Tugas Dikerjakan:
• 1. Menurut teks tentang Marsinah, di perusahaan mana Marsinah bekerja?
• 2. Tuliskan kembali bagian teks tentang Marsinah mulai dari "Surabaya Mengenang 22" sampai dengan "meninggal. Marsinah namanya.", tanpa perubahan apa pun.
• 3. Tuliskan lanjutan teks tentang Marsinah, dimulai setelah kalimat terakhir yang ditampilkan.

Kutipan Teks:

____

Kamis, 14 Mei 2015

Surabaya Mengenang 22 Tahun Marsinah


Mungkin masih banyak dari kita yang mengingat bahwa tanggal 8 Mei merupakan hari yang sangat penting bagi sejarah perburuhan Indonesia. Ya, tepat satu minggu setelah May Day pada tahun 1993, seorang perempuan yang begitu gigih memperjuangkan nasib buruh ditemukan meninggal. Marsinah namanya.

Kematian Marsinah

Marsinah adalah buruh perempuan yang lahir pada 10 April 1969. Ia bekerja di PT. Catur Putra Surya (CPS) Porong, Sidoarjo, Jawa Timur. Pada pertengahan April 1993, buruh PT. CPS Porong membahas mengenai surat edaran dari Gubernur KDH TK I Jawa Timur tentang kenaikan upah 20%. Akhirnya uruh PT. CPS memutuskan untuk unjuk rasa pada 3-4 Mei 1993 menuntut kenaikan upah dari Rp. 1700 menjadi Rp. 2250 per hari. Marsinah terlibat dalam rapat yang membahas rencana unjuk rasa pada 2 Mei 1993 di Tanggul Angin, Sidoarjo.

Tanggal 3 Mei 1993, para buruh PT. CPS melakukan mogok kerja. Mereka mengajukan 13 tuntutan salah satu di antaranya adalah mengenai kenaikan upah tersebut. Marsinah menjadi salah seorang dari 15 orang perwakilan buruh yang melakukan perundingan dengan pihak perusahaan. Sampai 5 Mei 1993, Marsinah masih aktif bersama kawan-kawannya dalam kegiatan unjuk rasa dan perundingan.

____

[Butir dari sumber data]
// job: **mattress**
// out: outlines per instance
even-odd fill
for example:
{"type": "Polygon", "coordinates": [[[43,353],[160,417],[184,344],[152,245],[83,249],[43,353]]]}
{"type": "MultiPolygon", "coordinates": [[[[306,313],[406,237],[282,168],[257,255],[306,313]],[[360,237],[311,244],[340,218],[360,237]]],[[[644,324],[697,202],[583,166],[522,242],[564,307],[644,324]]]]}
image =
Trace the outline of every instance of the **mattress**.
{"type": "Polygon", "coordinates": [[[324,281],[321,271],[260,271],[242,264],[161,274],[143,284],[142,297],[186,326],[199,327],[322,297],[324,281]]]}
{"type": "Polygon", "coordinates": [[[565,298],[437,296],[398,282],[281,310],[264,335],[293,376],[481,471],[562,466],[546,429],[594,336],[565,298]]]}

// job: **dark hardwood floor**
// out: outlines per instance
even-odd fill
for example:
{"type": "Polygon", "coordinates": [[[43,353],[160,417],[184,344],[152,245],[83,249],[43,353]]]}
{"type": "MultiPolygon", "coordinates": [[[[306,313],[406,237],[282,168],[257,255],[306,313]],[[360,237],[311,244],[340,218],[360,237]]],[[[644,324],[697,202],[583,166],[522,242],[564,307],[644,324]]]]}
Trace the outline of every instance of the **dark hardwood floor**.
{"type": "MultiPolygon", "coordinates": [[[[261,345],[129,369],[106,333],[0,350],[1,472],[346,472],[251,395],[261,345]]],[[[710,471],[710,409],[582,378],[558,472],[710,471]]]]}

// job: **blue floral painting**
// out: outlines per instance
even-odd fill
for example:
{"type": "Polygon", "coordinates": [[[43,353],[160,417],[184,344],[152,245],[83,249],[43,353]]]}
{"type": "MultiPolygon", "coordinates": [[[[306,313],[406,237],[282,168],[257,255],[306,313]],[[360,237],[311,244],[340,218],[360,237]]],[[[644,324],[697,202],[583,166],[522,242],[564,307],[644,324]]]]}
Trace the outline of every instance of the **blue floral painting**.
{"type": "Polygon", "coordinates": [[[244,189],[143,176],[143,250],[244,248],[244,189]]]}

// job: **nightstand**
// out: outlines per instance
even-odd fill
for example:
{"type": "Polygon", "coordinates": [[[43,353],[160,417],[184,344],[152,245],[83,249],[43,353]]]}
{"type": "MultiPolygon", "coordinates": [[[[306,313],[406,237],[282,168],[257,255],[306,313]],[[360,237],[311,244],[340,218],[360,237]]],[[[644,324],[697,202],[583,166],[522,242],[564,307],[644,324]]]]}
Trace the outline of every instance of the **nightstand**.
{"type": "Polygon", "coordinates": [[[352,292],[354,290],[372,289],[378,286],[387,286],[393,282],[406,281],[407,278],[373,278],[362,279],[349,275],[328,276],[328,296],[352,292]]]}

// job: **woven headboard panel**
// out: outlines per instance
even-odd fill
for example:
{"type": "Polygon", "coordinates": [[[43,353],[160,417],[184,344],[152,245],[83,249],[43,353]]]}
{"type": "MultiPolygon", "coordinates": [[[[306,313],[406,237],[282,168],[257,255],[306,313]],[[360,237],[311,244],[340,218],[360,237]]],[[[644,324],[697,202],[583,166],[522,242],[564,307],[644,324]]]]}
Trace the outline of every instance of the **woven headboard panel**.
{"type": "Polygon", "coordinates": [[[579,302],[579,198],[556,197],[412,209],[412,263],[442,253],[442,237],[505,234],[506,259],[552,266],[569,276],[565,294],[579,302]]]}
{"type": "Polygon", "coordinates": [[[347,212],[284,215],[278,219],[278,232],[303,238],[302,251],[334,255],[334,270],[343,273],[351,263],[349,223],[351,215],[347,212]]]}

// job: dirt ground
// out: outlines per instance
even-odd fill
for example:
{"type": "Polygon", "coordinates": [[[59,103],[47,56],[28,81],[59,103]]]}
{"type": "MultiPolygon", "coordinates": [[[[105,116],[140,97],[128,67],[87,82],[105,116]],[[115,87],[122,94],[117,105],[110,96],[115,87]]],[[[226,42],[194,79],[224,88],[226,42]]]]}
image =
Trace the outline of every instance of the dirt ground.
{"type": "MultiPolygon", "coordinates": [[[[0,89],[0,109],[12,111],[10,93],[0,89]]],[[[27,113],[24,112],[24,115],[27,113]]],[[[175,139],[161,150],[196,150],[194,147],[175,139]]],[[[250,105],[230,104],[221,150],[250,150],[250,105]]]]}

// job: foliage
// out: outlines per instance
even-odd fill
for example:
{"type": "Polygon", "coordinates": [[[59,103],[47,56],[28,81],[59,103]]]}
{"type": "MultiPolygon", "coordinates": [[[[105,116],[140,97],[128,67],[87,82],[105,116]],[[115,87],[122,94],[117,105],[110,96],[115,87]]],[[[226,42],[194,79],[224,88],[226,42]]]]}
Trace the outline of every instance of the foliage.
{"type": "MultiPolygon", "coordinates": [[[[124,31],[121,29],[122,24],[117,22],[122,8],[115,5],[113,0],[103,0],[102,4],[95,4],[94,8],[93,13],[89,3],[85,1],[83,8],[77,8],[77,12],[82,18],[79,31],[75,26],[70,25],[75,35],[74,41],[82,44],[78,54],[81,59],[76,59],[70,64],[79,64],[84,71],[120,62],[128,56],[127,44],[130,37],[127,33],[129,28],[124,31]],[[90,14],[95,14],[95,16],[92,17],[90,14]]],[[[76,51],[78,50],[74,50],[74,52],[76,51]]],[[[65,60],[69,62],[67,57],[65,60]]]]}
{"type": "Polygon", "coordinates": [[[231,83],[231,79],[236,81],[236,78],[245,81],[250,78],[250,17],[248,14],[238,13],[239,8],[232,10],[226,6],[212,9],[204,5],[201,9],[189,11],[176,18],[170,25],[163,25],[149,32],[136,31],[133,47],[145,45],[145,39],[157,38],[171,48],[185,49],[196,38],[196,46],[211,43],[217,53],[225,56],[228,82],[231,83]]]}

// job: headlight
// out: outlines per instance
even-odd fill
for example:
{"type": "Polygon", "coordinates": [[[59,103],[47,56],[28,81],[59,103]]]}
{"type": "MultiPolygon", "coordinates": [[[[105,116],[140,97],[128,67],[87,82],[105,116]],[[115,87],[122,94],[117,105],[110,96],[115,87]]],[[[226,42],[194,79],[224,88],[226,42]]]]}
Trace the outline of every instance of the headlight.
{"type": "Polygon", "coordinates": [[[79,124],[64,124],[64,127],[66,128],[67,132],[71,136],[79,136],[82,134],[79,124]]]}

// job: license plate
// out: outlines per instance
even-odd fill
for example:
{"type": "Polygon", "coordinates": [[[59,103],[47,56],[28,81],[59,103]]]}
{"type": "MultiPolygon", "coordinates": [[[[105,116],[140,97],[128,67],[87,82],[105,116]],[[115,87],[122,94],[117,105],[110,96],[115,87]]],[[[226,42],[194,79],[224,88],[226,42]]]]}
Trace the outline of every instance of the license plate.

____

Jawaban Latihan:
• 1. PT. Catur Putra Surya (CPS) Porong, Sidoarjo, Jawa Timur.

• 2.
Surabaya Mengenang 22 Tahun Marsinah


Mungkin masih banyak dari kita yang mengingat bahwa tanggal 8 Mei merupakan hari yang sangat penting bagi sejarah perburuhan Indonesia. Ya, tepat satu minggu setelah May Day pada tahun 1993, seorang perempuan yang begitu gigih memperjuangkan nasib buruh ditemukan meninggal. Marsinah namanya.

• 3.
Siang hari pada 5 Mei 1993, sebanyak 13 perwakilan buruh digiring ke Komando Distrik Militer (Kodim) Sidoarjo tanpa Marsinah. Mereka dipaksa untuk mengundurkan diri dari PT. CPS. Mereka dituduh telah menggelar rapat gelap dan mencegah buruh masuk kerja. Marsinah bahkan sempat mendatangi Kodim Sidoarjo untuk menenyakan kehilangan kawan-kawannya. Sekitar pukul 10 malam, Marsinah hilang. Mulai tanggal 6-8 Mei 1993, keberadaan Marsinah tidak diketahui oleh rekan-rekannya sampai akhirnya ditemukan telah tak bernyawa pada 8 Mei 1993 di Hutan Wilangan, Nganjuk.

Kematiannya menggemparkan dunia perburuhan. Bukan hanya Indonesia, bahkan dunia. International Labor Organization (ILO) pun mencatat kematian Marsinah dalam kasus nomor 1713.

Pemerintah pun membentuk Tim Terpadu Bakorstanasda Jatim pada 30 September 1993 untuk melakukan penyelidikan kasus pembunuhan Marsinah ini. Tim ini juga mampu membawa kasus pembunuhan Marsinah ini sampai meja pengadilan. Bahkan sudah ditetapkan pula terdakwa pembunuh Marsinah hingga menjalani masa tahanan. Tetapi, putusan Pengadilan Tinggi Jawa Timur dan Kasasi Mahkamah Agung yang memutus terdakwa tersebut bebas murni. Hal ini tentu saja menimbulkan pertanyaan besar siapa pembunuh Marsinah. Banyak pihak yang tidak puas akan putusan ini hingga menimbulkan tuduhan bahwa penyelidikan kasus ini adalah rekayasa.

Sampai tumbangnya rezim otoriter Soehato dan 22 setelah meninggalnya, misteri pembunuh Marsinah masih belum diterungkap.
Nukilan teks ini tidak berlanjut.